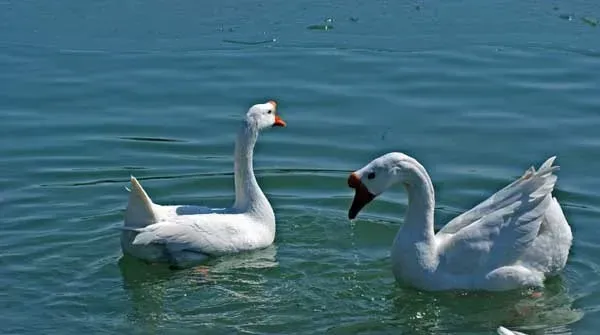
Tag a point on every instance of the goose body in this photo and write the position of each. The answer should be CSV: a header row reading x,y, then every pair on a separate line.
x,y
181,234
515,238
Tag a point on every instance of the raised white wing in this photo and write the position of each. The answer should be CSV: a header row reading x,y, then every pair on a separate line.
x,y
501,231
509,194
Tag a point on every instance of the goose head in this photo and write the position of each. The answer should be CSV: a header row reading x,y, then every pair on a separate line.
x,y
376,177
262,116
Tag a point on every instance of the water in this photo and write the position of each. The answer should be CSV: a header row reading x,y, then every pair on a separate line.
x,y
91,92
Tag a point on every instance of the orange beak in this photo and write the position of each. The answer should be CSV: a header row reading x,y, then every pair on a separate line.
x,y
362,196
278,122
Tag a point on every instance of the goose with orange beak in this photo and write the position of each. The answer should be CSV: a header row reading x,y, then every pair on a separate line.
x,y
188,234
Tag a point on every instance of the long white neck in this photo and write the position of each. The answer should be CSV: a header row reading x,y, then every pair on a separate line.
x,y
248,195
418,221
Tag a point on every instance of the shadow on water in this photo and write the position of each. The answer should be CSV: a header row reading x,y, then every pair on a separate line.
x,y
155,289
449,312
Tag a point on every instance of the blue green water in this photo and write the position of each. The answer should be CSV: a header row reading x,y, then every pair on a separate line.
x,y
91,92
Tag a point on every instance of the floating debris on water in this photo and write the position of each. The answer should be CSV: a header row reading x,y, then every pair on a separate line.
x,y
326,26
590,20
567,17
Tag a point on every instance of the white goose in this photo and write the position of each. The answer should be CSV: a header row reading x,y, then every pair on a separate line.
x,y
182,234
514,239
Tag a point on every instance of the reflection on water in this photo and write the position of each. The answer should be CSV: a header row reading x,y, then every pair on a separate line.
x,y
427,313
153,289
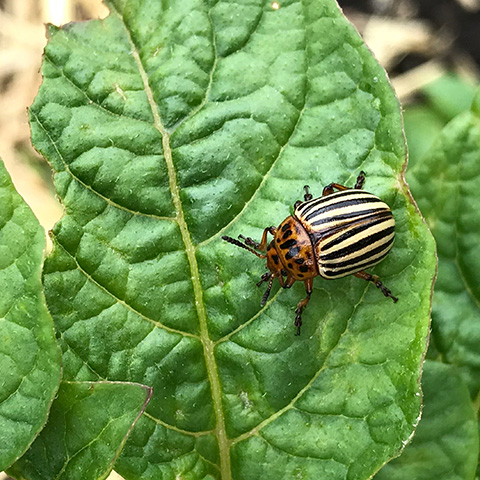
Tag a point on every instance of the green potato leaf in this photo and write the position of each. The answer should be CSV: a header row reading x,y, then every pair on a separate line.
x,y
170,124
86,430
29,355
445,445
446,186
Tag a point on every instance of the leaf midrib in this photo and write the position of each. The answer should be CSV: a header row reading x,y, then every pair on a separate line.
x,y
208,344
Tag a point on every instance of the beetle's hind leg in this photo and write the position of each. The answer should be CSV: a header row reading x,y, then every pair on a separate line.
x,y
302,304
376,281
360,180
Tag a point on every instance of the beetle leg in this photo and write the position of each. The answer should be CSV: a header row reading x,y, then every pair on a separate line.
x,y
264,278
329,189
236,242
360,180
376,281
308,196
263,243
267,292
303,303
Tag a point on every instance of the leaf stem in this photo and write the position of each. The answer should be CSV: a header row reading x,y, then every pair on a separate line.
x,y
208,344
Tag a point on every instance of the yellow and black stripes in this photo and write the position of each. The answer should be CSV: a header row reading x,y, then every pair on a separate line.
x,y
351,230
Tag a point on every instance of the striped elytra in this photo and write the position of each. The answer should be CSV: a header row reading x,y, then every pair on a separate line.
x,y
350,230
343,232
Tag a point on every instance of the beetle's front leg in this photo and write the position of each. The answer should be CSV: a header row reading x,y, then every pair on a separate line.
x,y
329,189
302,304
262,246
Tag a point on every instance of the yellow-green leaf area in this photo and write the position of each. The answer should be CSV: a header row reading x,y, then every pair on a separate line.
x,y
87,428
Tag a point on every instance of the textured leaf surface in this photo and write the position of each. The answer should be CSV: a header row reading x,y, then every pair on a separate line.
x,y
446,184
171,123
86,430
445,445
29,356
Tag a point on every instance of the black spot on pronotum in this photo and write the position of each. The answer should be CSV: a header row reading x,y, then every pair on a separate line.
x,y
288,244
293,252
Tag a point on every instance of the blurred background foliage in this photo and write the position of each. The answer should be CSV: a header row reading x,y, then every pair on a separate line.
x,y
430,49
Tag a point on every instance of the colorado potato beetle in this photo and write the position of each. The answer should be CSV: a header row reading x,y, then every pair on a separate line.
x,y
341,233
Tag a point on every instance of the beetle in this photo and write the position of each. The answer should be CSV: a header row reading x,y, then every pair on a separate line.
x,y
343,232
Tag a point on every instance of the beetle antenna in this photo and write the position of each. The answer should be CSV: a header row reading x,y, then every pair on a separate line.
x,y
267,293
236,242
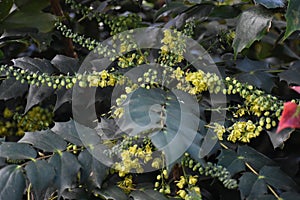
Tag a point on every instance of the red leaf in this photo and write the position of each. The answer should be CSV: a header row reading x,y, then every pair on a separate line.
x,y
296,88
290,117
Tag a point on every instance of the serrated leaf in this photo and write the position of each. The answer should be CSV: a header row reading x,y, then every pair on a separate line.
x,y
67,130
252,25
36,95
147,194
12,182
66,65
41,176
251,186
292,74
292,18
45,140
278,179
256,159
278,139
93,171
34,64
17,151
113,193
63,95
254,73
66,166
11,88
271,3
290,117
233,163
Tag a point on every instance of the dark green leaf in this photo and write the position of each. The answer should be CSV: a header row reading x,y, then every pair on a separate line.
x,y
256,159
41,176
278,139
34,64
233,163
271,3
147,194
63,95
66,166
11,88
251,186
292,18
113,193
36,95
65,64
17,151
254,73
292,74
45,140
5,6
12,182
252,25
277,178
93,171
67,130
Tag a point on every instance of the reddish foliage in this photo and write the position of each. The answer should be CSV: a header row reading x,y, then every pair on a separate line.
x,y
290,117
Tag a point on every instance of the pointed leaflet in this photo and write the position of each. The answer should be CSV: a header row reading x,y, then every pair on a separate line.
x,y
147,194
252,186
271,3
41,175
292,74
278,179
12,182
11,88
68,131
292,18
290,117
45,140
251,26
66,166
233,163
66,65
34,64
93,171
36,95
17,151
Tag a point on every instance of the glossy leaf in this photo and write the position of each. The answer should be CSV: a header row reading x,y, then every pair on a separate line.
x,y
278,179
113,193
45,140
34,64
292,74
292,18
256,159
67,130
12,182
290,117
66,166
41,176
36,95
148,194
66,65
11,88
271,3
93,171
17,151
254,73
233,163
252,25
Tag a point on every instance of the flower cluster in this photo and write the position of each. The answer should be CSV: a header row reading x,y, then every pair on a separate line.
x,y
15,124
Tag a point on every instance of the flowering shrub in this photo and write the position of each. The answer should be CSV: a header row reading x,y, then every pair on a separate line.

────

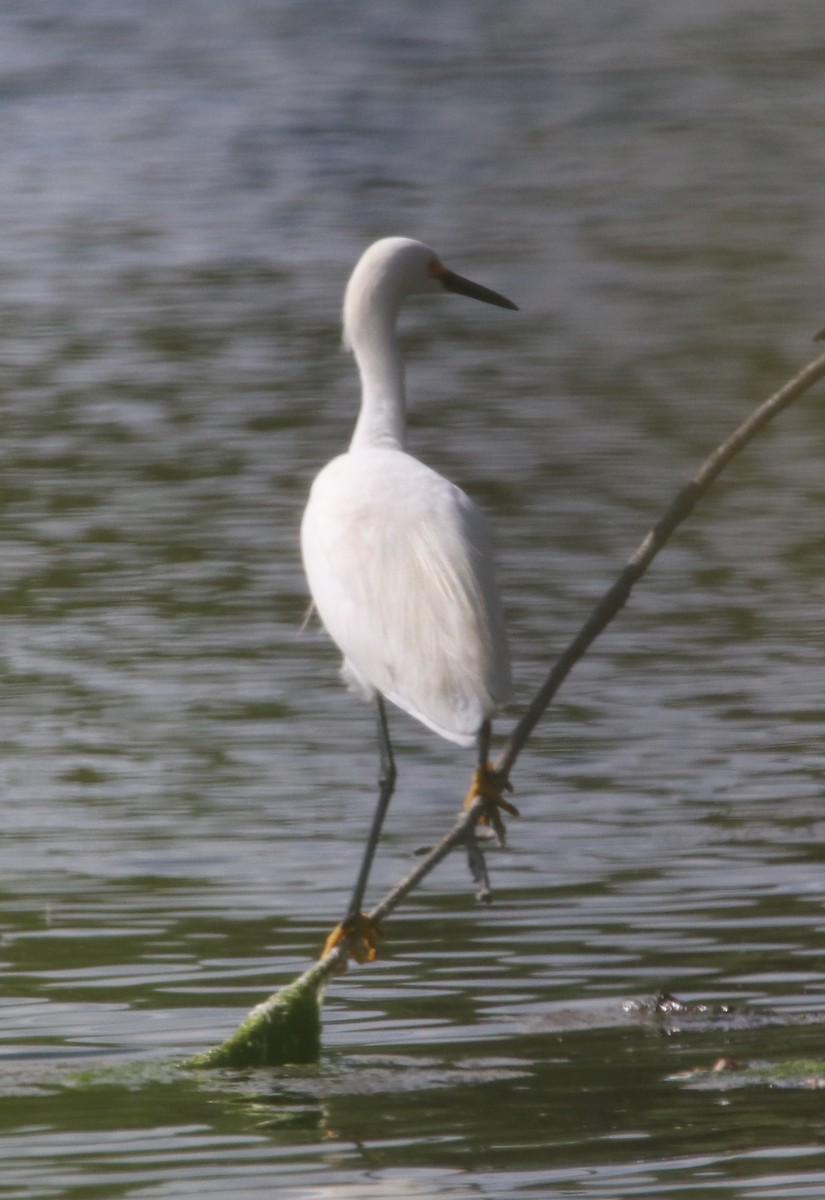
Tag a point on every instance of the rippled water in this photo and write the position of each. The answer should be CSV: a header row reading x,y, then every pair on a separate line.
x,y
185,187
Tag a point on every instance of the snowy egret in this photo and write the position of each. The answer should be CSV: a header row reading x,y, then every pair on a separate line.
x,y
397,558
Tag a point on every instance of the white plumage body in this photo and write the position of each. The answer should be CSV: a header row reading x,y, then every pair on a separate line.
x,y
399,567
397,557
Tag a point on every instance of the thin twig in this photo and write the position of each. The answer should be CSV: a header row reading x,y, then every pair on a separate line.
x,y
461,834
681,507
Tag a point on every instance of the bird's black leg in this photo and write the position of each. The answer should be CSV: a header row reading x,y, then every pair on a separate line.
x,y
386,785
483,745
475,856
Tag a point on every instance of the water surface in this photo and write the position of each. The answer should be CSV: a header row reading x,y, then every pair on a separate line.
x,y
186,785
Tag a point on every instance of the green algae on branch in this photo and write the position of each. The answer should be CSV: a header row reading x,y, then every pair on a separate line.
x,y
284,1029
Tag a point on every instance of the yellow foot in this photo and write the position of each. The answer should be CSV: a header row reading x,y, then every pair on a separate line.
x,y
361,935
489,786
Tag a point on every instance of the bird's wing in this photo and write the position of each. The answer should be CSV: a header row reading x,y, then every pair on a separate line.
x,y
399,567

────

WHAT NEEDS TO BE DONE -
Referring to the material above, set down exactly the lines between the line with "Tag a point on every instance of the flower cluster" and the line with "Tag a point on every instance of the flowering", inclusive, and no other lines.

WRITTEN RESPONSE -
Tag a point on every instance of the flower cluster in this photo and write the position of each. The answer should be CSV: a header row reading x,y, then every pair on a separate line.
x,y
15,124
Tag a point on every instance of the flowering shrub in this photo and write the position of each. The answer should be CSV: a header row reading x,y, then every pair on a separate line.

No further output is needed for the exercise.